--- START ---
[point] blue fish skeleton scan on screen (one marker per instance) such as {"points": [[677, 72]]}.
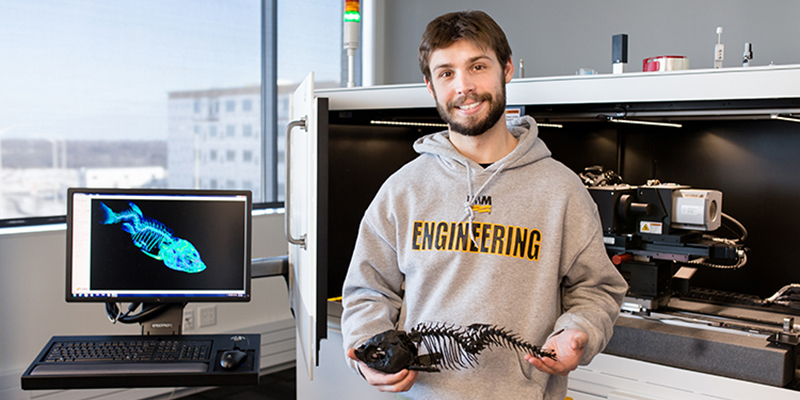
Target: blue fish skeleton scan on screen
{"points": [[155, 239]]}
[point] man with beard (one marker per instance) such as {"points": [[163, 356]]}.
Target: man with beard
--- END ---
» ASSIGNMENT
Output the entries above verbatim, with no picture included.

» PROBLEM SOLUTION
[point] blue fish skeleton scan on screen (one marker per instance) such as {"points": [[677, 72]]}.
Target: blue fish skeleton scan on screen
{"points": [[155, 239]]}
[point] man with beard (one marker per instance) such as {"points": [[163, 356]]}.
Target: man with beard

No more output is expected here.